▶ **Problem description**
Every line of the records that holds the word "below" should be copied out.

▶ **Supplied records**

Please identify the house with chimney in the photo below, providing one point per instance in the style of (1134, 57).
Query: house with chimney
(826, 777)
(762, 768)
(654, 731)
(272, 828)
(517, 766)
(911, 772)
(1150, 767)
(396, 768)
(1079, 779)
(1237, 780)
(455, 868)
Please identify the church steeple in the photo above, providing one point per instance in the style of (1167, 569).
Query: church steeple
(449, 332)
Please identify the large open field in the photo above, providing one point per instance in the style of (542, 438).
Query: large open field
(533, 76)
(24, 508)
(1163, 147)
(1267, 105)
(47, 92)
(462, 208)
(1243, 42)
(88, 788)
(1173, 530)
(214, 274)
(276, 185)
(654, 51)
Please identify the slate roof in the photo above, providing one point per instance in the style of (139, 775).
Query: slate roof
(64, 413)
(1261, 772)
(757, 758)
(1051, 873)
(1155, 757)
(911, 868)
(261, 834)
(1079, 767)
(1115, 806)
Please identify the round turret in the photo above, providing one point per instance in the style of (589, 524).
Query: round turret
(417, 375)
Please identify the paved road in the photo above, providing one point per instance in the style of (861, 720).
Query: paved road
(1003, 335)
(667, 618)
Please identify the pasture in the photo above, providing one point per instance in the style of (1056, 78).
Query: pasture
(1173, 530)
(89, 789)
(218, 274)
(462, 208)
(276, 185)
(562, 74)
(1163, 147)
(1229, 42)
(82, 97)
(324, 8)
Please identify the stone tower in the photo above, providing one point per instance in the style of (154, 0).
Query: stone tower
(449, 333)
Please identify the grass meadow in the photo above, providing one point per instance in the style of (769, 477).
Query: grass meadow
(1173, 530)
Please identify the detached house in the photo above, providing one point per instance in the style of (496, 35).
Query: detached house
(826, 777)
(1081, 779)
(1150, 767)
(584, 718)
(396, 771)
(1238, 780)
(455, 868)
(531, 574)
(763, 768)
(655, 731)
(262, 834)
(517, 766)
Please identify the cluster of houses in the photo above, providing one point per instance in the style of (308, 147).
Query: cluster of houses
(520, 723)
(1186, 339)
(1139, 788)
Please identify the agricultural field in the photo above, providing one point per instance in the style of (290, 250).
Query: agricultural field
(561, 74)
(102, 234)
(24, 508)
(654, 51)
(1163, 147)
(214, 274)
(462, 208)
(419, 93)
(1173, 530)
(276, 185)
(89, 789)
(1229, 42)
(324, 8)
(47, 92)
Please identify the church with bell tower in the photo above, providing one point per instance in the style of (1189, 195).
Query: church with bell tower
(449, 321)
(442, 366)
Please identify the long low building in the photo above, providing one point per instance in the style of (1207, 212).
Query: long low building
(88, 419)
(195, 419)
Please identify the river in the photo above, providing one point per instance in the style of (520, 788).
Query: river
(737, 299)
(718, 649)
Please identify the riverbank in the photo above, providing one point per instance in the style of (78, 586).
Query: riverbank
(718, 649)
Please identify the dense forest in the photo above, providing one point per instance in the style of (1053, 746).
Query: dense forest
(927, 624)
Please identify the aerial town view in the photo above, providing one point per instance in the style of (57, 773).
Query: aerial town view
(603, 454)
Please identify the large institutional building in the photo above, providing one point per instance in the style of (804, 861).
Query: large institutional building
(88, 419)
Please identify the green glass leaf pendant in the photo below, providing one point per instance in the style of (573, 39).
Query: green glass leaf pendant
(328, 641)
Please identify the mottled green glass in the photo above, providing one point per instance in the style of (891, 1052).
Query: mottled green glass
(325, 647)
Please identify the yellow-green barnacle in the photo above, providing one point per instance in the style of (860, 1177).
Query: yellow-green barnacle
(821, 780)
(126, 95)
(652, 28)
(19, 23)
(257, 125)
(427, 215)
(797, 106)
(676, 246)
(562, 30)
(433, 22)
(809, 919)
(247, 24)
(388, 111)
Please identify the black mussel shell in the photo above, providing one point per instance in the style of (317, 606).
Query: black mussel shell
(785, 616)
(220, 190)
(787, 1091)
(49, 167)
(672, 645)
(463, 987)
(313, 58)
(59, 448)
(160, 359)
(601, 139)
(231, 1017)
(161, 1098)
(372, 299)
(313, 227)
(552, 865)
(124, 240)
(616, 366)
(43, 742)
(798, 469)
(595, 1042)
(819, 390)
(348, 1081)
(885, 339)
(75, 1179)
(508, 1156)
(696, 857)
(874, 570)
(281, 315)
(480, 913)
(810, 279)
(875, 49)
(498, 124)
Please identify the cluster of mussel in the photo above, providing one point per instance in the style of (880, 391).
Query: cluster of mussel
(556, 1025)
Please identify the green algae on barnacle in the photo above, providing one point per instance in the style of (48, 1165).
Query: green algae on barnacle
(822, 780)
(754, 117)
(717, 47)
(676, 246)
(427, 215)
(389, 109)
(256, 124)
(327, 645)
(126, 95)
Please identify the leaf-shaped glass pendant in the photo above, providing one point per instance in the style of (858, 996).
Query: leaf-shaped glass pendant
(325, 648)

▶ **Solution for this exercise**
Please identify the house with chimney in the photo below, providing one point per instance in the style of (1134, 57).
Please identify the green glass leaf pendant in the photo below, providing one point per instance in the style of (573, 39).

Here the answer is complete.